> [Description of the task]
Report every line in the entries below that contains the string "chimney", taking case into account.

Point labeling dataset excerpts
---

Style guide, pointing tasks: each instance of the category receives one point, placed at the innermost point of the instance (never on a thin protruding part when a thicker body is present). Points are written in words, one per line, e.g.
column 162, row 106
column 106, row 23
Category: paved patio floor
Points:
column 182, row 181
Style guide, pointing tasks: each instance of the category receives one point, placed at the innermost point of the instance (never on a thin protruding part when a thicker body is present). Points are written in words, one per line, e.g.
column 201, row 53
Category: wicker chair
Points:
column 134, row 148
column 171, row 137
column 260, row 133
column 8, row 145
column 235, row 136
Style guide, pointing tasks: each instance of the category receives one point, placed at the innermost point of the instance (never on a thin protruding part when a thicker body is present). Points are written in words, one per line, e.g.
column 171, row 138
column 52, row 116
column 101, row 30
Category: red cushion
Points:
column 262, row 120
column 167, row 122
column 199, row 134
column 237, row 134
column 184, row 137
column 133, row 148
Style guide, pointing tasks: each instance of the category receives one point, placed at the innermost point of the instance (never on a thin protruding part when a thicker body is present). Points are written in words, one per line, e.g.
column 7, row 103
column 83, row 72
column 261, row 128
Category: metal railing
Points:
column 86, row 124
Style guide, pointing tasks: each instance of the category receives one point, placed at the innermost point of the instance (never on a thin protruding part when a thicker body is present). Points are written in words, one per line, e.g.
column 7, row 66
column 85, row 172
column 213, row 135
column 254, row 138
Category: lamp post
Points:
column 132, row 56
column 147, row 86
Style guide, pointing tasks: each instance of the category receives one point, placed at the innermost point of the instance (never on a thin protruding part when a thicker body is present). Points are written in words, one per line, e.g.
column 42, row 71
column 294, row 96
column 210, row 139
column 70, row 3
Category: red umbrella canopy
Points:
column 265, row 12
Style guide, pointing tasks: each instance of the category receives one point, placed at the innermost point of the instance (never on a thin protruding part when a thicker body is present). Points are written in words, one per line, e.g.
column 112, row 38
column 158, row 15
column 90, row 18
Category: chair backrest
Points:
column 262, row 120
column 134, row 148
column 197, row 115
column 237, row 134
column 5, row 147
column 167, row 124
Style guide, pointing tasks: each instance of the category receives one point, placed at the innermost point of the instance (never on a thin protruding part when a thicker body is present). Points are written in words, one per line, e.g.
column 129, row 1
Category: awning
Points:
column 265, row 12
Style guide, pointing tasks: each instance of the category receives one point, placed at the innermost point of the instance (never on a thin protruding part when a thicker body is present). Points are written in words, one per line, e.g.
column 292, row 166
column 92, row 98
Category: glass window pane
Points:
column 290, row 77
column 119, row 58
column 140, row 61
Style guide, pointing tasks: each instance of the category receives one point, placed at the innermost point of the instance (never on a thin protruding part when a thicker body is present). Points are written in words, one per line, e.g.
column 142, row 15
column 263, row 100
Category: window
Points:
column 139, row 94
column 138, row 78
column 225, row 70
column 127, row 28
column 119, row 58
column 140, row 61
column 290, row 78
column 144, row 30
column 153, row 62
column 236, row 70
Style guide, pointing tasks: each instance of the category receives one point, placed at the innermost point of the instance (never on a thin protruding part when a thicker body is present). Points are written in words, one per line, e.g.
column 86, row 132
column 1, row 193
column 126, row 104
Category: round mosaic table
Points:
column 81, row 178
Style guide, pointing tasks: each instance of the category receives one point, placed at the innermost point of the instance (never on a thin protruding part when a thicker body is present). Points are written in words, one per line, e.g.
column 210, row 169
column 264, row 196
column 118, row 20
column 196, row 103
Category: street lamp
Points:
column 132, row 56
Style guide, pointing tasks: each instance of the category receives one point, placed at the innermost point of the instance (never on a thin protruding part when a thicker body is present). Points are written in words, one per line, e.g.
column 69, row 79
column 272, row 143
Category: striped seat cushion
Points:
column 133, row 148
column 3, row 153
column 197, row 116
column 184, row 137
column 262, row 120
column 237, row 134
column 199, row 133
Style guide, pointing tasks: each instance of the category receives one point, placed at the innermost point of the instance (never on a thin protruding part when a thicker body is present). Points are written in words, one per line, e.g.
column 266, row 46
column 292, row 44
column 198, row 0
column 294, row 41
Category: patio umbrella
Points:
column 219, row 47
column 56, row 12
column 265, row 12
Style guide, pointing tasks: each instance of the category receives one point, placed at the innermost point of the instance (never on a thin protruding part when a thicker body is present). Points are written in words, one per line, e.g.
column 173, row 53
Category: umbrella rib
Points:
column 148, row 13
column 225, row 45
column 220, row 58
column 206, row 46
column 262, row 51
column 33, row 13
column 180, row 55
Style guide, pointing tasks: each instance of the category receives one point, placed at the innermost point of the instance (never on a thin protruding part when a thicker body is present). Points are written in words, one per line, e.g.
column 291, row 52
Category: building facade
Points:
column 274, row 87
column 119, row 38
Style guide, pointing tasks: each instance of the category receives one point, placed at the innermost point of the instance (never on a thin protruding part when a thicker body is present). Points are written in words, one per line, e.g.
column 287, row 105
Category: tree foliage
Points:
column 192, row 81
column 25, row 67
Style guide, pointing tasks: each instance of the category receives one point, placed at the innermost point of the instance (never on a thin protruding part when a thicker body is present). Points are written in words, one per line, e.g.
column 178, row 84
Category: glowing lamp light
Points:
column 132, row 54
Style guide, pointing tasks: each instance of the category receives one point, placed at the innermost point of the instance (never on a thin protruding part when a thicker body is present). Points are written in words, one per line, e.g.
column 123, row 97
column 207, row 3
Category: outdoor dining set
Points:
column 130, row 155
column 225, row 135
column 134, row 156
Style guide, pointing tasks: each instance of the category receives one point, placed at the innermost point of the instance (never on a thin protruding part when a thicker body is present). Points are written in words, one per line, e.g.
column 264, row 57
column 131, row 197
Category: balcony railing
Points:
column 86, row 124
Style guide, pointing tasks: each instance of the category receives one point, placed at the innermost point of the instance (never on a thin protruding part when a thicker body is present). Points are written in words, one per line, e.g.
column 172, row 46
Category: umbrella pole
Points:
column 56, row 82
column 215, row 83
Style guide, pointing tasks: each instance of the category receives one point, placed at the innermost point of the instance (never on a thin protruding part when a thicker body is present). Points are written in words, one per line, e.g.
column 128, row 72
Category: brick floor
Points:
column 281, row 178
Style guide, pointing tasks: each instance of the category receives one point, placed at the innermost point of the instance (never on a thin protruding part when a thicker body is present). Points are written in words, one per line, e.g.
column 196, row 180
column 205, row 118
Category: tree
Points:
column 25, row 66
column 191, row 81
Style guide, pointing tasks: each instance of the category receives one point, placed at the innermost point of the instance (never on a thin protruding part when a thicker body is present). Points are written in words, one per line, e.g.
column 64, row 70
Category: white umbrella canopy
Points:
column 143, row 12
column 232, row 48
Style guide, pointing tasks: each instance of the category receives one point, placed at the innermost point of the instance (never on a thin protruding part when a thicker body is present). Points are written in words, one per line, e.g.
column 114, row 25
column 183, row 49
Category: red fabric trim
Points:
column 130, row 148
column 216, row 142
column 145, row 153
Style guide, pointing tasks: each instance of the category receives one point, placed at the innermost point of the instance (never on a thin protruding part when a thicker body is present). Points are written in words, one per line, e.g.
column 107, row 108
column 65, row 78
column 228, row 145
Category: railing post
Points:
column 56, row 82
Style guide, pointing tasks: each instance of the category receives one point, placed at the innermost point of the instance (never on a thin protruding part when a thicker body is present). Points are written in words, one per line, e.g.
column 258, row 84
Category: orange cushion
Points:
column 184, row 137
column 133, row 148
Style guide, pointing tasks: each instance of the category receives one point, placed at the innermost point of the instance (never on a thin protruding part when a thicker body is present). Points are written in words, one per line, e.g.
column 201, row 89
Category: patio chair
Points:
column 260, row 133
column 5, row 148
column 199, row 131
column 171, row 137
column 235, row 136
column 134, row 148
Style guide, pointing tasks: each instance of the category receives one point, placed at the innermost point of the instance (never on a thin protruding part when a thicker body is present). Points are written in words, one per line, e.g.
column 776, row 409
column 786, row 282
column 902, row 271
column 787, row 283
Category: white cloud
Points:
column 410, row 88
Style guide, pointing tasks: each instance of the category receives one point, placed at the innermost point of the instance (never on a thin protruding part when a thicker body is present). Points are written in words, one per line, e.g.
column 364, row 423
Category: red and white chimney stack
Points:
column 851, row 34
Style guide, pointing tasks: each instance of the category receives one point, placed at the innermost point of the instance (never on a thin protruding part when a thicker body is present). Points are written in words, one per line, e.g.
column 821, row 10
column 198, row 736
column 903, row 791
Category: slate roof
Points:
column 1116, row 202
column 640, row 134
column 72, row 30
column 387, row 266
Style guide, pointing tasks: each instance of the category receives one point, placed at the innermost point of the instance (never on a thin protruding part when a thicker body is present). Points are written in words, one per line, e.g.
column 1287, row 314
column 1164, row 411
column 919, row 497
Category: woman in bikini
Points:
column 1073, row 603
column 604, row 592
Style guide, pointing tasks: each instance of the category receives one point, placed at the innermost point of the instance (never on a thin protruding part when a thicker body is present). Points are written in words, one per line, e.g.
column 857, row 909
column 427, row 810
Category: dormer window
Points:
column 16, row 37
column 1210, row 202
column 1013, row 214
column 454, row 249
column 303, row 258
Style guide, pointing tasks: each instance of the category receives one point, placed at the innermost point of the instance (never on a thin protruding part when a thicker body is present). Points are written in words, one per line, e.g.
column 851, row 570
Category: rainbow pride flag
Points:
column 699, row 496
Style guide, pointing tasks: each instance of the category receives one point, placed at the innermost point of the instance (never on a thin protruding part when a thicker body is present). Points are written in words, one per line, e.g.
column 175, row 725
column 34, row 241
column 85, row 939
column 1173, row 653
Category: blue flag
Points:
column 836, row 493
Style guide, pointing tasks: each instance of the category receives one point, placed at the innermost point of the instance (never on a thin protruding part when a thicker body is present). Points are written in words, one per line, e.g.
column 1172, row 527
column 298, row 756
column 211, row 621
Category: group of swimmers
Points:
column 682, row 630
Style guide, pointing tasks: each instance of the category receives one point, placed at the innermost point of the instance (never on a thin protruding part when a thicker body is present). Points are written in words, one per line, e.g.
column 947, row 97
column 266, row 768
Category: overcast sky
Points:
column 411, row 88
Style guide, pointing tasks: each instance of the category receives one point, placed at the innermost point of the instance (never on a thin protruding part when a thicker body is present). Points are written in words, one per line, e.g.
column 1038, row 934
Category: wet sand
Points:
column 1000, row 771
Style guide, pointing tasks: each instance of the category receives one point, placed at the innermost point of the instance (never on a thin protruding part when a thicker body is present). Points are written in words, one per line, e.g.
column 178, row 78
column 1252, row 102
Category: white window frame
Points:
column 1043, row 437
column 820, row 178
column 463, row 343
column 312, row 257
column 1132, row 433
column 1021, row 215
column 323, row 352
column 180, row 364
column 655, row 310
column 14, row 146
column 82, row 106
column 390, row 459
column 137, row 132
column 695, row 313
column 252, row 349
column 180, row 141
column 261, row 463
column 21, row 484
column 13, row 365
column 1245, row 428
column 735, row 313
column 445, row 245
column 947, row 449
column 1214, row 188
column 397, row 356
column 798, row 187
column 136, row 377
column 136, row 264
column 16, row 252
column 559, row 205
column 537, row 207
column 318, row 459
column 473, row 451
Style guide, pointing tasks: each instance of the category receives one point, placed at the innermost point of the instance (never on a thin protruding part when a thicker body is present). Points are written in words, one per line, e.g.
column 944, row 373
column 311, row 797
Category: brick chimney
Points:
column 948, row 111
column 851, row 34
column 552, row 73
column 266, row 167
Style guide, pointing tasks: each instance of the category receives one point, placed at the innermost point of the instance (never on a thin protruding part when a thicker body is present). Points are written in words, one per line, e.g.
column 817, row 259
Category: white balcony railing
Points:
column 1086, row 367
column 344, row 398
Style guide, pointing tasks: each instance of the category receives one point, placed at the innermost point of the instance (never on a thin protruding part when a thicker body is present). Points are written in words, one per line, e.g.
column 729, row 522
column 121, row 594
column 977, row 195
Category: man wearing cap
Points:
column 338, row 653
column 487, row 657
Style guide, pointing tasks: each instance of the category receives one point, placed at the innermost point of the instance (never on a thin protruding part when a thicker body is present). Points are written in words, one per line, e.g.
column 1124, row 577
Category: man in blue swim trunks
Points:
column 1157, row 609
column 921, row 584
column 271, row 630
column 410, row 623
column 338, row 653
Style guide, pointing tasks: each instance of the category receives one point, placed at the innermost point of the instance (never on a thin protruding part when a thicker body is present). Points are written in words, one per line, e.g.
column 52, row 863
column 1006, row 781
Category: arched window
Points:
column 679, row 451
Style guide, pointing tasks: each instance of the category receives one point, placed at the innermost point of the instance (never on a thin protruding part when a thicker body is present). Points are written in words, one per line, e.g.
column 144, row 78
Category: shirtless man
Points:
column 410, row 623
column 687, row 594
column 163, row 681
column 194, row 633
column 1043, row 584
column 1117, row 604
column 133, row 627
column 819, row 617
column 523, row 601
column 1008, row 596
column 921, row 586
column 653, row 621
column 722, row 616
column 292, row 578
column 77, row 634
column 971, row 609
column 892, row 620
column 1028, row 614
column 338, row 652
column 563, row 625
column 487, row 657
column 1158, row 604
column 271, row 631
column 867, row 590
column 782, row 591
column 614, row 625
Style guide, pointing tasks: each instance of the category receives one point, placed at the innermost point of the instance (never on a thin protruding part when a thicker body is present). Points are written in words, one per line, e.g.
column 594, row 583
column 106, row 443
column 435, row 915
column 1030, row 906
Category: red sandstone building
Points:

---

> [Answer]
Category: red and white chimney stack
Category: brick chimney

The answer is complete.